-- Assigned task --
Word for word, repeat the lines of the records from the one containing "Expected behaviour: for every instance of the sun" through the last line, both included.
==============================
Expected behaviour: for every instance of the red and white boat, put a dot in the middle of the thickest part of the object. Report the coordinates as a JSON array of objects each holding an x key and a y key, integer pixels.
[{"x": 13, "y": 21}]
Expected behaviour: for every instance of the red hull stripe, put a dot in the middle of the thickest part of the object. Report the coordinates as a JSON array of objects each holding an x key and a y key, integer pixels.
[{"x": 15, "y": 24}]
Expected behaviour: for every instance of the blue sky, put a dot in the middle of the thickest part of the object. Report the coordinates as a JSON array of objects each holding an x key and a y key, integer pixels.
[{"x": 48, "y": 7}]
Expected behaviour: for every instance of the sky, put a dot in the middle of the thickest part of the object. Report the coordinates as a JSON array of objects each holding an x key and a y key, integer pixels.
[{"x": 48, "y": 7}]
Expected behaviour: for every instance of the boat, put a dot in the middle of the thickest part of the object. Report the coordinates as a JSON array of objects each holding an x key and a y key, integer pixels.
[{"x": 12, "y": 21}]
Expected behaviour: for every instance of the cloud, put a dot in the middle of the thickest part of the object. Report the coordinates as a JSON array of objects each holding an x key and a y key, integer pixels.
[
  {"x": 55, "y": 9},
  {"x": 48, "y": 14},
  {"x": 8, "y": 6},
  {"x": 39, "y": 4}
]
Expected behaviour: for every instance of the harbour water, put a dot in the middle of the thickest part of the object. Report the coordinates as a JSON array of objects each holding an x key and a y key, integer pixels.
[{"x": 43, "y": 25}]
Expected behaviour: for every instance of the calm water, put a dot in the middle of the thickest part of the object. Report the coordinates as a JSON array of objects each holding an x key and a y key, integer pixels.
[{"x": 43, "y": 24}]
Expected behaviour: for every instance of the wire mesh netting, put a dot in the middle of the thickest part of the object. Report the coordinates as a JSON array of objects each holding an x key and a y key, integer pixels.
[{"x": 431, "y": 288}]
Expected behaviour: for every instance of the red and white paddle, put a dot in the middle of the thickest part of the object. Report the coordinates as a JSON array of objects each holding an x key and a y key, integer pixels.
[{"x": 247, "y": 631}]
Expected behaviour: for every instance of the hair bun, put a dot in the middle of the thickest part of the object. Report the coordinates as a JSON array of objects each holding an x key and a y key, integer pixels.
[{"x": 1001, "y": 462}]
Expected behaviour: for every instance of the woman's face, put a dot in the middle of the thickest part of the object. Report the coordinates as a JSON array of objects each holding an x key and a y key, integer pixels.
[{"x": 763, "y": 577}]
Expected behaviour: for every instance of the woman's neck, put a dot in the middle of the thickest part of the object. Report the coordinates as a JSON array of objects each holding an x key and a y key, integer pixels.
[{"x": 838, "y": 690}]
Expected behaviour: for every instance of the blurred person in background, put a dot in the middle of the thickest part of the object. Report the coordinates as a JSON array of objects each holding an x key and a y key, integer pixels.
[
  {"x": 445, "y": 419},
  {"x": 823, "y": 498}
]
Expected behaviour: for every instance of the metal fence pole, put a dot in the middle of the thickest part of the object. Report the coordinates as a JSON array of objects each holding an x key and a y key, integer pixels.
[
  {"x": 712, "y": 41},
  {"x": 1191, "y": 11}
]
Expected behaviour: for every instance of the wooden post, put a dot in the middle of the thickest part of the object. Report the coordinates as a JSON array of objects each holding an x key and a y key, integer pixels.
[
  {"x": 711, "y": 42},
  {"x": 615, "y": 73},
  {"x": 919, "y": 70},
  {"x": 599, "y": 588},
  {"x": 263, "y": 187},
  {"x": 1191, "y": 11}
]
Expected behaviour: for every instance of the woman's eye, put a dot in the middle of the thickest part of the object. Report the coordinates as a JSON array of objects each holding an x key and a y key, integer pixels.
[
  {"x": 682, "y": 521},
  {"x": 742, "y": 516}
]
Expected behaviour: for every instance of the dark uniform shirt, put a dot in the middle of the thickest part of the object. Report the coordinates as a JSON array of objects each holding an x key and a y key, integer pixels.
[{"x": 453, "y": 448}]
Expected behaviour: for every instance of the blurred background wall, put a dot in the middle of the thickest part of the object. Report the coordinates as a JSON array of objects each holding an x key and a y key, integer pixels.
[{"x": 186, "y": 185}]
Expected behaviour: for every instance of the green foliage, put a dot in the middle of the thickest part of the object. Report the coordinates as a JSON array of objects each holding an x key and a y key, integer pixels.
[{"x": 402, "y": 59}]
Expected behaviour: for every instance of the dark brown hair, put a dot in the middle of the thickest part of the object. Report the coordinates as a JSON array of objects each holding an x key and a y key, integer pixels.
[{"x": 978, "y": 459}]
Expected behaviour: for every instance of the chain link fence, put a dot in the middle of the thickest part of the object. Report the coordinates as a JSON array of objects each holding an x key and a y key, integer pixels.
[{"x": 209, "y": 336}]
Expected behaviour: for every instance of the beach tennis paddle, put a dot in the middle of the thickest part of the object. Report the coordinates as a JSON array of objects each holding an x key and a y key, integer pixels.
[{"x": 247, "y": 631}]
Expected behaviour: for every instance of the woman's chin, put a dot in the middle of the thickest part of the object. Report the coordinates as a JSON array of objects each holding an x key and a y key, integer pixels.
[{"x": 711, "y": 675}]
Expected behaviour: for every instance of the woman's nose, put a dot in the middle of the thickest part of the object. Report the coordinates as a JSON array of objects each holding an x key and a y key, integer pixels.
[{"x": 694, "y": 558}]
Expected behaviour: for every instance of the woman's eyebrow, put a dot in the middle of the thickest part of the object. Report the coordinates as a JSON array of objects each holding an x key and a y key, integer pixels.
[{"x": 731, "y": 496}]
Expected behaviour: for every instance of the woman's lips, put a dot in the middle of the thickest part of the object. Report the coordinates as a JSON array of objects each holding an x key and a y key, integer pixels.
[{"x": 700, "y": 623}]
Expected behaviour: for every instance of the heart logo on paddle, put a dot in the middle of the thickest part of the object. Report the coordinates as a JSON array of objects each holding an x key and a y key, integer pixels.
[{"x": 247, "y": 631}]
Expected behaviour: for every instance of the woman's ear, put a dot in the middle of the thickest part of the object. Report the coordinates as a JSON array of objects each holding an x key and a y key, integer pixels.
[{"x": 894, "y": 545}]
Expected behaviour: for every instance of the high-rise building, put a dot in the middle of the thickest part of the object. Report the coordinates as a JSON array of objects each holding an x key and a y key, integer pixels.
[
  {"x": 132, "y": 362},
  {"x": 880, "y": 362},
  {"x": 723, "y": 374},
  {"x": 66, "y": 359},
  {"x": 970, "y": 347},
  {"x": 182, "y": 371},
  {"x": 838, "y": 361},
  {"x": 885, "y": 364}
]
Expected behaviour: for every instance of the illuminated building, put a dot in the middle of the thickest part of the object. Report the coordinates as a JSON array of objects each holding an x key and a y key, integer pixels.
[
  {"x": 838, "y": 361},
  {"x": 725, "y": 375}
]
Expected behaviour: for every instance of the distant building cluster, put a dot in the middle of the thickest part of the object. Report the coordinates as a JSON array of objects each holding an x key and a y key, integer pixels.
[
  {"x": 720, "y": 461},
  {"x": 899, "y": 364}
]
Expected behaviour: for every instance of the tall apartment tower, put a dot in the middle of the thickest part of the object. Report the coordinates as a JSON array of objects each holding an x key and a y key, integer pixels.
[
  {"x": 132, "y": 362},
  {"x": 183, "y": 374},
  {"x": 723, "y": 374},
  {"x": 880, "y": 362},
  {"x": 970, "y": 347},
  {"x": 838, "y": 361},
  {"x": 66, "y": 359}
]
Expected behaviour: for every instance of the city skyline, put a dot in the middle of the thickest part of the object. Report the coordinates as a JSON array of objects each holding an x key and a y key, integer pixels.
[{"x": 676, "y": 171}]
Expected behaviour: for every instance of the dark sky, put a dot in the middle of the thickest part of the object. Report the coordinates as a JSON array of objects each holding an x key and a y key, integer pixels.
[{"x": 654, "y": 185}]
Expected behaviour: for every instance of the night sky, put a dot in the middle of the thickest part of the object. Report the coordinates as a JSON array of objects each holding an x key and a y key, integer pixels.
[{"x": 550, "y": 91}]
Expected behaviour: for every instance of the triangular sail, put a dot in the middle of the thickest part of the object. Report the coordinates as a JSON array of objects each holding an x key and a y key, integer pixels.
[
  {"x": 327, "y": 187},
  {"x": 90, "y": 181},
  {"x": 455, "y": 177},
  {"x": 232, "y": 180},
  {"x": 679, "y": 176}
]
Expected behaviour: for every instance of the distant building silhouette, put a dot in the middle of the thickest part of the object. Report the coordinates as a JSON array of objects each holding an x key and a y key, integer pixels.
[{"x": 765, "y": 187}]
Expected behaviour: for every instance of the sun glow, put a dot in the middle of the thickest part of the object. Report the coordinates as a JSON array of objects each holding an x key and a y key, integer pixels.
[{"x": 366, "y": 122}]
==============================
-- Answer to the problem --
Expected behaviour: for every instance of the sun glow, put a dot in the middle of the thickest part of the object. Report the coordinates as a JSON array of objects each holding an x key and a y key, integer pixels.
[{"x": 366, "y": 122}]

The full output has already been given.